Find each line of the data below that contains the string "cliff", and copy those lines out. Treat uppercase and lowercase as different.

◆ Input data ◆
******

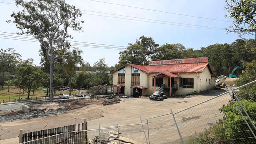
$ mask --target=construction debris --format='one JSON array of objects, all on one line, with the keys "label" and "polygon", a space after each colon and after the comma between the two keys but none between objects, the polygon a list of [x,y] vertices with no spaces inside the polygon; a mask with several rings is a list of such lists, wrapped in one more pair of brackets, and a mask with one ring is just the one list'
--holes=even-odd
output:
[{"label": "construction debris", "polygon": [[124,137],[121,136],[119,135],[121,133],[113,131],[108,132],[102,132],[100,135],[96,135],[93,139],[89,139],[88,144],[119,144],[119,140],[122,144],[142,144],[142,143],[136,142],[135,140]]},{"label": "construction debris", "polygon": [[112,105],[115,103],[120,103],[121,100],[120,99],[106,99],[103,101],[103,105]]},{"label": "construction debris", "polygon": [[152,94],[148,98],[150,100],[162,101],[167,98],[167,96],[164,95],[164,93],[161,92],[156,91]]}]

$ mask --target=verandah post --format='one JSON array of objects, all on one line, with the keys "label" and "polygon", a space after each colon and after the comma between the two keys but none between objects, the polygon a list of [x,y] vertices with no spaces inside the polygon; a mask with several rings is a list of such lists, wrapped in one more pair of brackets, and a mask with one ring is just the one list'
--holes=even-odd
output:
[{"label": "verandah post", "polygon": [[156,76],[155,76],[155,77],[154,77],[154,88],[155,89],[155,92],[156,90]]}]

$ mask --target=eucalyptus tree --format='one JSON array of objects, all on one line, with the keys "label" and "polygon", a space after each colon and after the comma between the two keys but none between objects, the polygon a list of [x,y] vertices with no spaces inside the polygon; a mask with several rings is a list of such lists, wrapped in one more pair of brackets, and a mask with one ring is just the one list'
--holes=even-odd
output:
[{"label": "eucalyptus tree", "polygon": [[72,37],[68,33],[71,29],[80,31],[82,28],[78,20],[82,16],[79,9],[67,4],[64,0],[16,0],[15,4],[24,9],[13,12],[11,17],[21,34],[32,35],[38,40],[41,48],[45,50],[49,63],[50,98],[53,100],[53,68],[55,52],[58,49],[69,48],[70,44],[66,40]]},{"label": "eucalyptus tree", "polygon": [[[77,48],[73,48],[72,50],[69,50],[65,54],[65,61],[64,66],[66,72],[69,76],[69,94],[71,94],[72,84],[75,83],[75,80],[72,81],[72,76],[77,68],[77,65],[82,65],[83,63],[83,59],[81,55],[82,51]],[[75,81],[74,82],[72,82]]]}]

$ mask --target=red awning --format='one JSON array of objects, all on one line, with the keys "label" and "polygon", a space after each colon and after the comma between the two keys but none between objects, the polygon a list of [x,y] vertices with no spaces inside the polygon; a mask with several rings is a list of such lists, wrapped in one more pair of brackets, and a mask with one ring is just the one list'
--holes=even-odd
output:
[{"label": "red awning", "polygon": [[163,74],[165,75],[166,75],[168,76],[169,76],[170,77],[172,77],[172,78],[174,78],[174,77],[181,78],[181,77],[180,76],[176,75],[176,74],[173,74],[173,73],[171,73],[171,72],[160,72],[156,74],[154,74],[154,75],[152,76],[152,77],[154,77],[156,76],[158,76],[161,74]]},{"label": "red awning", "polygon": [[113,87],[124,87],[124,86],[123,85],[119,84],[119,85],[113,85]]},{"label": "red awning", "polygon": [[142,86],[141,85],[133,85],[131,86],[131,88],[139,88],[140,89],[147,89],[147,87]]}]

******

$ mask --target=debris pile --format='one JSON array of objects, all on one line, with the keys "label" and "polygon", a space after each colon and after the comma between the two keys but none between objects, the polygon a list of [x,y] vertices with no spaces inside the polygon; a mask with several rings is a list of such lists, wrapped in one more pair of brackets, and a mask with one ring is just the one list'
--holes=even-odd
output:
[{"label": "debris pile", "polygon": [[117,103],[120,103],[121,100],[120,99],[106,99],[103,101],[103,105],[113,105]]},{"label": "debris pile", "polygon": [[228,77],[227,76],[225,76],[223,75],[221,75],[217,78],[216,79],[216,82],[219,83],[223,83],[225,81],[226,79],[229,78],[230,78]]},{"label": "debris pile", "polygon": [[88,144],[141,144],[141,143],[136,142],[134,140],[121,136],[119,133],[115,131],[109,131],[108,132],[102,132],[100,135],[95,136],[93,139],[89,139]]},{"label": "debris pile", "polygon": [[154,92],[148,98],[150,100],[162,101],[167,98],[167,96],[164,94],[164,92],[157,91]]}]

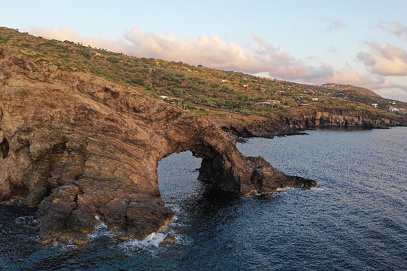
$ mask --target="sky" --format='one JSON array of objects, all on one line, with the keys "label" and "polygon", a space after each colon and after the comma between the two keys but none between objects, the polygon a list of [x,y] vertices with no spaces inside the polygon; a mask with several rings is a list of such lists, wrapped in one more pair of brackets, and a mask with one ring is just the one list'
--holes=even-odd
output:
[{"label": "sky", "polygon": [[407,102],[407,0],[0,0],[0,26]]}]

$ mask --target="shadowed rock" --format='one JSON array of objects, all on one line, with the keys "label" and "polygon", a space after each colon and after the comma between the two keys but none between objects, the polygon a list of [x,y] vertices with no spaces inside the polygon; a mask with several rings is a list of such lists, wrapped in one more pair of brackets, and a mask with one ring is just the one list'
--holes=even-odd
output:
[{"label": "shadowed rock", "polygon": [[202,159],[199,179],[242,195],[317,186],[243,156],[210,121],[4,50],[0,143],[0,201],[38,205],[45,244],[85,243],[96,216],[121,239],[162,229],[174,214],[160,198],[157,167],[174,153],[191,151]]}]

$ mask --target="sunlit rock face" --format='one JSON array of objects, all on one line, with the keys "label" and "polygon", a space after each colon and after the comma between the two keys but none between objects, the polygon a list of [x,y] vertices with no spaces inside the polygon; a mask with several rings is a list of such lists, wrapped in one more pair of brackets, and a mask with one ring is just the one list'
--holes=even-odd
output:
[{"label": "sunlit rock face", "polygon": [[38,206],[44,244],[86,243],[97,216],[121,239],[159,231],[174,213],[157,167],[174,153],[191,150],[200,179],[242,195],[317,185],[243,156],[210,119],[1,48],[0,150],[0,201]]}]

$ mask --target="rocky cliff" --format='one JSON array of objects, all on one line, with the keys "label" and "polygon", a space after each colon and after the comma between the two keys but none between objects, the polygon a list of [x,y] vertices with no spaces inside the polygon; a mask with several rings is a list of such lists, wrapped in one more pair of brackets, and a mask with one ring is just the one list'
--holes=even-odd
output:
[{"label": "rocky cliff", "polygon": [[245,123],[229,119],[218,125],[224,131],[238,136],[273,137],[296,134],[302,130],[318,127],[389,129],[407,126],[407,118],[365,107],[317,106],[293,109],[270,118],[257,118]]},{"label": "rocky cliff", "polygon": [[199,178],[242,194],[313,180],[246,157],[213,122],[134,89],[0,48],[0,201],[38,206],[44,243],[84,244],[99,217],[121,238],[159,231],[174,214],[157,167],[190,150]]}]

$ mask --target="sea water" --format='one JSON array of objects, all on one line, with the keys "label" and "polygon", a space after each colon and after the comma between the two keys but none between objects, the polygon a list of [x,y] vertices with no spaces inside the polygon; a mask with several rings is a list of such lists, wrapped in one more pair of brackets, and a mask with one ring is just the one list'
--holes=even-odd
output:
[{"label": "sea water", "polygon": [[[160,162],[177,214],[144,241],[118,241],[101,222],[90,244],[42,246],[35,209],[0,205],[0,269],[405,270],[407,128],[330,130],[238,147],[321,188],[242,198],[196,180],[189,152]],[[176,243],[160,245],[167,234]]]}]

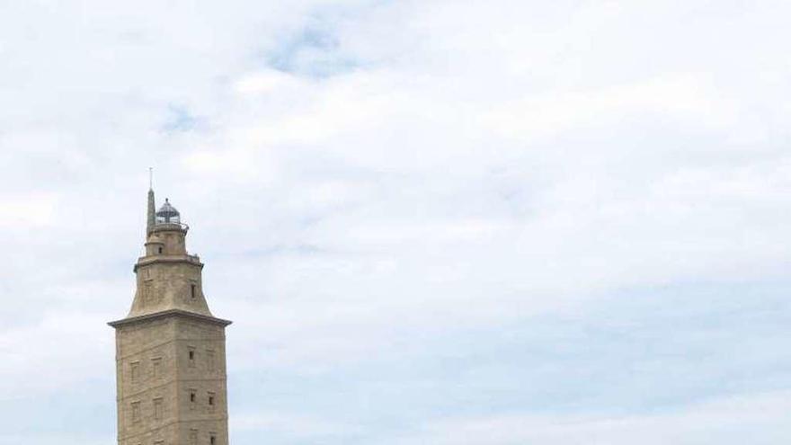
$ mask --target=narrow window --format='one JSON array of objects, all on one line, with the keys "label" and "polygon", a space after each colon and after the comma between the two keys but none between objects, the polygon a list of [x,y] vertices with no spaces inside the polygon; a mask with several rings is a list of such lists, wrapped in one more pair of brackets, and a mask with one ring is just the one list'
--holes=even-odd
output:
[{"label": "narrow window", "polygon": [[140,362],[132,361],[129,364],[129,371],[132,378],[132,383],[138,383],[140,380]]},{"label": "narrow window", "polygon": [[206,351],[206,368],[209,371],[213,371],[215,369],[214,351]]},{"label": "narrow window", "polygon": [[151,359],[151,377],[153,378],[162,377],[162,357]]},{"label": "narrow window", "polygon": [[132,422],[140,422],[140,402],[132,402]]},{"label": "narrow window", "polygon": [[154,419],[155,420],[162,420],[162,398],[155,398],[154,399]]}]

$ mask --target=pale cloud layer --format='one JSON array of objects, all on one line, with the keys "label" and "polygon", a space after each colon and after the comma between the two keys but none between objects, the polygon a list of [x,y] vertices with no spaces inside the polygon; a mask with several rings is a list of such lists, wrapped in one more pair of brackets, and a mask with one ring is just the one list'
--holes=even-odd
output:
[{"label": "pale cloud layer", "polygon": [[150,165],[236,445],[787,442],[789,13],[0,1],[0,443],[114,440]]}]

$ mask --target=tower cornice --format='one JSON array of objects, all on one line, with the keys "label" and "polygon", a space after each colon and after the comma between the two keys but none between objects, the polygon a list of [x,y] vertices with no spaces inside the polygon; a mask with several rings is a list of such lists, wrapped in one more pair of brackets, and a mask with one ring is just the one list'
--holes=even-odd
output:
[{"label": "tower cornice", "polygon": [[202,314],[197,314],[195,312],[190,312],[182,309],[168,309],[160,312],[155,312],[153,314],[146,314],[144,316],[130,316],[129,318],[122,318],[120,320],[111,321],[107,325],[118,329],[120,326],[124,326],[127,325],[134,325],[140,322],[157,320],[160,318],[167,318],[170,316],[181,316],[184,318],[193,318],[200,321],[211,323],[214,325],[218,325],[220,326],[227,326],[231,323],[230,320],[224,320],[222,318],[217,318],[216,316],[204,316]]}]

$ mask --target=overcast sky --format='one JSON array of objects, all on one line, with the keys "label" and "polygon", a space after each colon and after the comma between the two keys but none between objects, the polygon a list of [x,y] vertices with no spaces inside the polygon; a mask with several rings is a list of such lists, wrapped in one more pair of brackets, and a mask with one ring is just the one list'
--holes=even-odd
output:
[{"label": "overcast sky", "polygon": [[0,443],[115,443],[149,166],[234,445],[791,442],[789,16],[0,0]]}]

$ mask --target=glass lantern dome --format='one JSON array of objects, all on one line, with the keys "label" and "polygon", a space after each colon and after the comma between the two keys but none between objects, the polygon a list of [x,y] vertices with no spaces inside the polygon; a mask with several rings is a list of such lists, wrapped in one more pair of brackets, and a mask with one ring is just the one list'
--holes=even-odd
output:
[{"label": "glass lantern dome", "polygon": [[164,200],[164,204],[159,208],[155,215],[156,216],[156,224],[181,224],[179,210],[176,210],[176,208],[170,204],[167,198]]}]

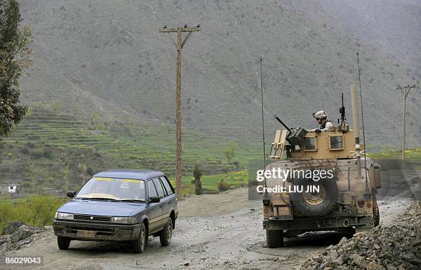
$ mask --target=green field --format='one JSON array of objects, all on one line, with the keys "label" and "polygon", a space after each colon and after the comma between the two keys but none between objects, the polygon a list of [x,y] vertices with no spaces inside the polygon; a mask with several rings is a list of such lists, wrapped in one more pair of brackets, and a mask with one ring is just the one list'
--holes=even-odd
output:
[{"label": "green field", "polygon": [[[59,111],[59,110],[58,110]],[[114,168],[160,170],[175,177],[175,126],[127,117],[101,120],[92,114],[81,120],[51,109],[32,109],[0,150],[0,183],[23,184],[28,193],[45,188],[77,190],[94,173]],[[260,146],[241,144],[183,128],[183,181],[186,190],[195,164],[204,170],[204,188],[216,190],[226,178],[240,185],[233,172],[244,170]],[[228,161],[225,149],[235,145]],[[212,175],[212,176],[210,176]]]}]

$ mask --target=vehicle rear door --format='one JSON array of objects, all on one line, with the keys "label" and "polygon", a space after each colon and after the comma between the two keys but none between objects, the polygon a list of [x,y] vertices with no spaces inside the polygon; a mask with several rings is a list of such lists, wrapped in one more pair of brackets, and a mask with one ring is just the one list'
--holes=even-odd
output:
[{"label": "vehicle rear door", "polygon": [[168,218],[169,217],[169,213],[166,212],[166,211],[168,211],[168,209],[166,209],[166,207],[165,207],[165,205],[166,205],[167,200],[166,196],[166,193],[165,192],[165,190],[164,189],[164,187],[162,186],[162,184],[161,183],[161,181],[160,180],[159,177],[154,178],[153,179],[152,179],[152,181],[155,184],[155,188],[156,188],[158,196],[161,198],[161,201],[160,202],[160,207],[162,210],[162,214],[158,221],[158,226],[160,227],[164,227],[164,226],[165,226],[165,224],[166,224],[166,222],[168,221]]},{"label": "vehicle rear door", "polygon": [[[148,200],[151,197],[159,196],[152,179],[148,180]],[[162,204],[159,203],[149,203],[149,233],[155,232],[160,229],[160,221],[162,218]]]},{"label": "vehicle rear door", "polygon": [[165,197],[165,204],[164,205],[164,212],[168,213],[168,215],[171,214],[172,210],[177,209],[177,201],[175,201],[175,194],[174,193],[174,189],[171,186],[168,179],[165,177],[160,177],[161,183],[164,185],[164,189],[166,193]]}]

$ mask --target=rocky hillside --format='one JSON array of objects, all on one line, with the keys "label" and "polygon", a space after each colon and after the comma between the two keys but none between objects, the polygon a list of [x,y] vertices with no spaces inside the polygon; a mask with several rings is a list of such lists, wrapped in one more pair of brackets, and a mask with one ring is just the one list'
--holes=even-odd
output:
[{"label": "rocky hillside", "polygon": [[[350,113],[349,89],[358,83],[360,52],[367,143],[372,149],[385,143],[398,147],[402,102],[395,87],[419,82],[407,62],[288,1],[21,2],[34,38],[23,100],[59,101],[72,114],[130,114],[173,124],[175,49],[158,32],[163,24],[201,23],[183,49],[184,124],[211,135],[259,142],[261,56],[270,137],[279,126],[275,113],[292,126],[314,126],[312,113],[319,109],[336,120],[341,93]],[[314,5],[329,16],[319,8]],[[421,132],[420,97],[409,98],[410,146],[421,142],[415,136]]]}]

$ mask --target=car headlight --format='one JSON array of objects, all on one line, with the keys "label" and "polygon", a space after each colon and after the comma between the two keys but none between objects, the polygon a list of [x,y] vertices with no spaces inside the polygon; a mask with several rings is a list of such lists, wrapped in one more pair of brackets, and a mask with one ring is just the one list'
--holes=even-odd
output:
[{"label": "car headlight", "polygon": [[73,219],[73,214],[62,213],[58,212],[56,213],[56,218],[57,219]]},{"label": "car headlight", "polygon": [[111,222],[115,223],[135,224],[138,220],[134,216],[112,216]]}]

******

◆ Final result ◆
$ mask --target="rocky cliff" --format='one JSON array of objects, all on one line, with the keys "label" and "polygon", a space after each colon and after the comma between the two keys but none between objects, the polygon a list of [x,y] vertices with no spaces inside the polygon; a mask with several rings is a list of such lists, wrapped in one more pair of brackets, and a mask with one ring is just the one list'
[{"label": "rocky cliff", "polygon": [[245,123],[229,119],[218,125],[224,131],[238,136],[273,137],[296,134],[302,130],[318,127],[389,129],[407,126],[407,118],[365,107],[317,106],[293,109],[270,118],[257,118]]},{"label": "rocky cliff", "polygon": [[199,178],[242,194],[313,180],[246,157],[213,122],[134,89],[0,48],[0,201],[38,206],[44,243],[84,244],[99,217],[121,238],[159,231],[174,214],[157,167],[190,150]]}]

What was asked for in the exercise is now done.